What this task involves:
Copy exactly the run of lines that begins at the line with "Target: green stethoscope tubing" and ends at the final line of the entries.

[Records from a dataset]
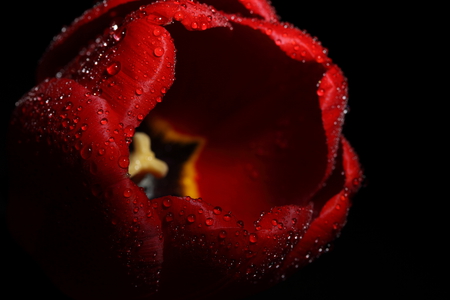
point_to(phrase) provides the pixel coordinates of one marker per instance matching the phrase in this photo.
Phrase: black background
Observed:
(393, 245)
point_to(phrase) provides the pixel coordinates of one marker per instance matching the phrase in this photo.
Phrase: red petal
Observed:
(81, 216)
(258, 113)
(331, 89)
(247, 8)
(200, 237)
(333, 215)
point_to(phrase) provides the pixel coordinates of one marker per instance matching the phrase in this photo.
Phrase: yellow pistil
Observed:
(143, 160)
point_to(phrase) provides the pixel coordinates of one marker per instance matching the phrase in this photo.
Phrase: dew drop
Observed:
(113, 68)
(139, 91)
(253, 238)
(86, 151)
(157, 32)
(124, 162)
(167, 202)
(158, 51)
(127, 193)
(222, 234)
(178, 16)
(191, 218)
(169, 217)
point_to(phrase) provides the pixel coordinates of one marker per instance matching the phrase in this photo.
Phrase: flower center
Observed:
(143, 160)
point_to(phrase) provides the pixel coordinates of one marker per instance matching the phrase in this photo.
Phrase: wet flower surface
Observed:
(178, 149)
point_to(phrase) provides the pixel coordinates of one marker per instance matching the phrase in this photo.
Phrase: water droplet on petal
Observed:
(113, 68)
(124, 162)
(167, 202)
(86, 151)
(127, 193)
(191, 218)
(209, 221)
(139, 91)
(253, 238)
(158, 51)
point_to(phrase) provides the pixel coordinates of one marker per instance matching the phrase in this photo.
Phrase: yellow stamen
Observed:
(143, 160)
(188, 176)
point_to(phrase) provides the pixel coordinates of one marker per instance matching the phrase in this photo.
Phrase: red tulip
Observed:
(250, 177)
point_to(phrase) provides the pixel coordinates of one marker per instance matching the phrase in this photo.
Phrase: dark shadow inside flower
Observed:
(251, 113)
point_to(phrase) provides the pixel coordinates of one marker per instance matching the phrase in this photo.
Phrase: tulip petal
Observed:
(261, 122)
(333, 214)
(87, 223)
(331, 88)
(201, 237)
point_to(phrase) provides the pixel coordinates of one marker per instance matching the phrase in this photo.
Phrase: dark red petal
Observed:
(200, 237)
(258, 114)
(99, 20)
(72, 39)
(132, 65)
(247, 8)
(331, 89)
(333, 215)
(72, 204)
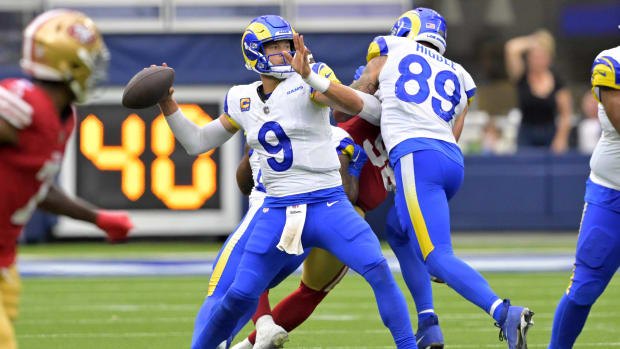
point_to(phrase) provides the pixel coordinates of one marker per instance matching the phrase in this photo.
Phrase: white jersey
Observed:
(258, 193)
(422, 91)
(605, 161)
(290, 132)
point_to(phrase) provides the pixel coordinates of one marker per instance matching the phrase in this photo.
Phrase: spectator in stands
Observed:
(541, 92)
(589, 128)
(491, 138)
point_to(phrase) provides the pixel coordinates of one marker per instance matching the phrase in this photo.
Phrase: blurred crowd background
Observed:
(530, 128)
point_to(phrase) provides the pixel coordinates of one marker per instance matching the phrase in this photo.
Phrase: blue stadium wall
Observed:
(522, 192)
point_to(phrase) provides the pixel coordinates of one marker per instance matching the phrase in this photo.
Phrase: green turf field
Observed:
(154, 313)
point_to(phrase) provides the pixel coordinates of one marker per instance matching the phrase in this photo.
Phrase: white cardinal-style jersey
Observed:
(422, 91)
(605, 161)
(341, 141)
(258, 191)
(290, 133)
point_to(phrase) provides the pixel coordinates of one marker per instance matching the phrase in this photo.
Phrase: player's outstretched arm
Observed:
(337, 96)
(367, 83)
(195, 139)
(245, 182)
(457, 129)
(349, 182)
(610, 98)
(116, 224)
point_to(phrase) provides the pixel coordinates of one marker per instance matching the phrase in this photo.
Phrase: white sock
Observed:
(245, 344)
(265, 320)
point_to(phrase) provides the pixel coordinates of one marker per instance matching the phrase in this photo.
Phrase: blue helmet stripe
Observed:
(226, 103)
(383, 50)
(470, 93)
(615, 68)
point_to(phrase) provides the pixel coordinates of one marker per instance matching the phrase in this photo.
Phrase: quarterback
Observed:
(286, 122)
(598, 246)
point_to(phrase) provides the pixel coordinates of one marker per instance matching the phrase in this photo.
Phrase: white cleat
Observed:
(241, 345)
(271, 336)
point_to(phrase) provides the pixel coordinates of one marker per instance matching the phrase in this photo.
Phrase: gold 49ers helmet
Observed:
(65, 45)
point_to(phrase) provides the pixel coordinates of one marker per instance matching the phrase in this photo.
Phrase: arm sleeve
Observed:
(15, 110)
(325, 71)
(371, 111)
(469, 85)
(195, 139)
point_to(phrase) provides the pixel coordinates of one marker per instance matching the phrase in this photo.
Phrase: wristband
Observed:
(317, 82)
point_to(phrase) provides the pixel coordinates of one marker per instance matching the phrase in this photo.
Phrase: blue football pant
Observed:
(225, 268)
(425, 181)
(336, 228)
(409, 257)
(597, 260)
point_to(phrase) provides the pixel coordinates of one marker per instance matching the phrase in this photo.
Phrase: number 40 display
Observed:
(125, 158)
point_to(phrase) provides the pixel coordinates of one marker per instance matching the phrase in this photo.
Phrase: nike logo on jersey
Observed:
(295, 90)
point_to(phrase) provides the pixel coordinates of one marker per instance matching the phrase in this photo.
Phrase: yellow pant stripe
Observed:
(230, 245)
(407, 175)
(572, 276)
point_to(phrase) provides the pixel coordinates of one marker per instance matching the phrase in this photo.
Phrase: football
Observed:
(148, 87)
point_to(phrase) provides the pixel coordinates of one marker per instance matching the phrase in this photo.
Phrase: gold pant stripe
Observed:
(570, 282)
(340, 276)
(320, 270)
(230, 245)
(407, 175)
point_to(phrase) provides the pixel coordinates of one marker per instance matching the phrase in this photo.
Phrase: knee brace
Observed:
(237, 303)
(377, 273)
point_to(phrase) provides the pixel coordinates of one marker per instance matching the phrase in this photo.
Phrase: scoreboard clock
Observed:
(123, 159)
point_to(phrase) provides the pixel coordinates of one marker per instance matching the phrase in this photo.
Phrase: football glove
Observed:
(358, 72)
(358, 160)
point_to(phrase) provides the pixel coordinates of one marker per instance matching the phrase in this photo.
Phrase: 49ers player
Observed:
(64, 54)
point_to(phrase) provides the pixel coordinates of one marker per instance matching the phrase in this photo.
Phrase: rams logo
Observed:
(244, 104)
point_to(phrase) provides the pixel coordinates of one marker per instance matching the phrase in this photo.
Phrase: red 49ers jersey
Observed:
(28, 168)
(377, 176)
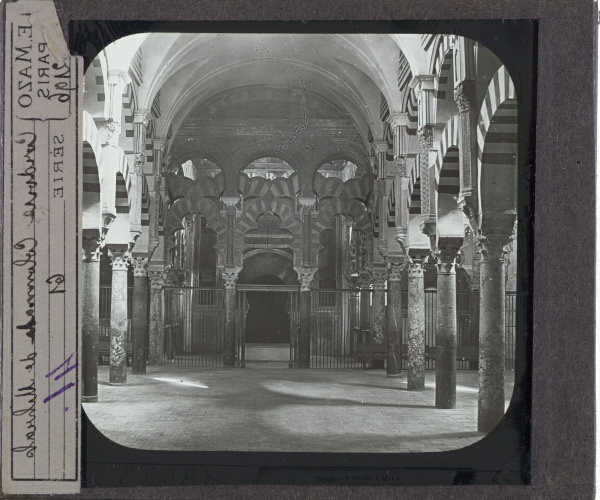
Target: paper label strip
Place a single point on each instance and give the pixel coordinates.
(42, 189)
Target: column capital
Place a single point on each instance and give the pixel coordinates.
(380, 146)
(402, 166)
(92, 245)
(465, 95)
(372, 162)
(117, 77)
(492, 246)
(140, 266)
(113, 132)
(141, 116)
(138, 163)
(170, 275)
(426, 133)
(447, 252)
(380, 276)
(230, 276)
(395, 268)
(119, 257)
(415, 268)
(397, 119)
(364, 279)
(157, 279)
(305, 277)
(159, 144)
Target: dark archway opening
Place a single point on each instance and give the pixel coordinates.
(267, 320)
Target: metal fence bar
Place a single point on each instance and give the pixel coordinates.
(194, 326)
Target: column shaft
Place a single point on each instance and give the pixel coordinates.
(304, 340)
(491, 336)
(416, 327)
(394, 323)
(139, 323)
(230, 276)
(156, 334)
(118, 323)
(445, 339)
(229, 343)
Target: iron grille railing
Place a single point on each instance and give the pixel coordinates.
(194, 326)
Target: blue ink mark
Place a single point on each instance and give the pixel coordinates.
(67, 369)
(60, 391)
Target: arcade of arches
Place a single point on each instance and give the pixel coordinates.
(244, 185)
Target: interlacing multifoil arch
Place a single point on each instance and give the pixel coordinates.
(410, 140)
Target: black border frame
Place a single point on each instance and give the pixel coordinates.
(501, 457)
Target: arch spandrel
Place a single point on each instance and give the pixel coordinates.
(497, 142)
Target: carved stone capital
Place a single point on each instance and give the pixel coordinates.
(230, 276)
(395, 268)
(140, 266)
(415, 268)
(153, 243)
(401, 237)
(465, 95)
(380, 147)
(380, 276)
(364, 279)
(426, 134)
(134, 234)
(305, 277)
(171, 276)
(157, 279)
(138, 163)
(141, 116)
(447, 252)
(119, 257)
(92, 245)
(159, 145)
(402, 166)
(382, 248)
(113, 132)
(492, 246)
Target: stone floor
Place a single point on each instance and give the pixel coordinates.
(268, 407)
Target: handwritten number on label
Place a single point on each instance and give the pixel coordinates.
(57, 281)
(67, 368)
(171, 477)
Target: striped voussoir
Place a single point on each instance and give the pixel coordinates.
(447, 167)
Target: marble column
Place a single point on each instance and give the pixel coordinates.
(90, 321)
(378, 308)
(394, 322)
(305, 276)
(445, 339)
(139, 317)
(364, 282)
(475, 292)
(156, 334)
(416, 324)
(230, 276)
(491, 331)
(118, 315)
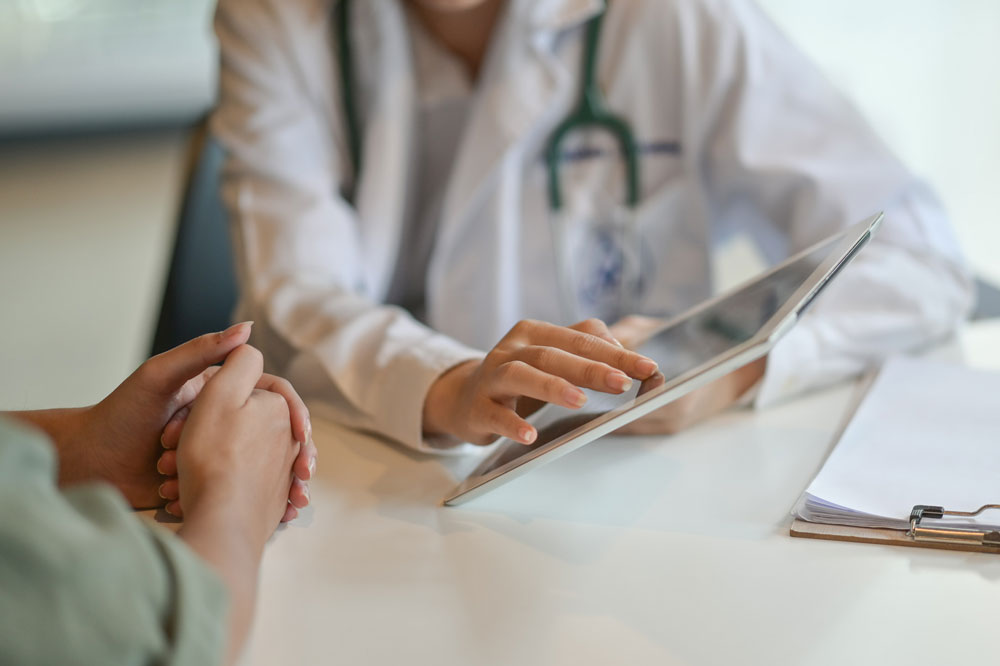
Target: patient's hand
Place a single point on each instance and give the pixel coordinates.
(118, 440)
(305, 462)
(694, 407)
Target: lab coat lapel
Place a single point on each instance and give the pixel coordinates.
(525, 91)
(383, 196)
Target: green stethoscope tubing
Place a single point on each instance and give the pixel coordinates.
(591, 111)
(347, 88)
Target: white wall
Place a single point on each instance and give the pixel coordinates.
(927, 74)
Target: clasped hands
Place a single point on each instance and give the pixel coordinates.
(179, 415)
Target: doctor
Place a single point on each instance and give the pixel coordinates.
(394, 214)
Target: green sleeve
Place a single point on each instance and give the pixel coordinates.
(85, 581)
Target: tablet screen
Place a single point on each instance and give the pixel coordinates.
(687, 344)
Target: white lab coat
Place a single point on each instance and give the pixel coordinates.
(739, 133)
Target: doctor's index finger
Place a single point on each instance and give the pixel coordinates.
(589, 346)
(237, 379)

Answer to this task:
Target: green stethoscope tubing
Place a single point on each instance and give the pixel coordinates.
(591, 111)
(347, 88)
Target: white wall
Place a single point on each instance and give the pixel coordinates.
(927, 74)
Target: clasped hands
Place a single point on each instance and give the pixel coordinates.
(179, 415)
Target: doctor
Place a single point on each instance and give the pixel coordinates.
(394, 214)
Target: green sleeve
Place a single point on each instance and give the pixel coordinates.
(85, 581)
Target: tablet screen
Place a single point on each instance and give the pixel coordinates.
(687, 344)
Target: white lab coat
Place a single point on each instance and give the pixel coordinates.
(739, 133)
Target: doctor's index finger
Place a single point on each instance and give the pixel coordinates.
(589, 346)
(237, 379)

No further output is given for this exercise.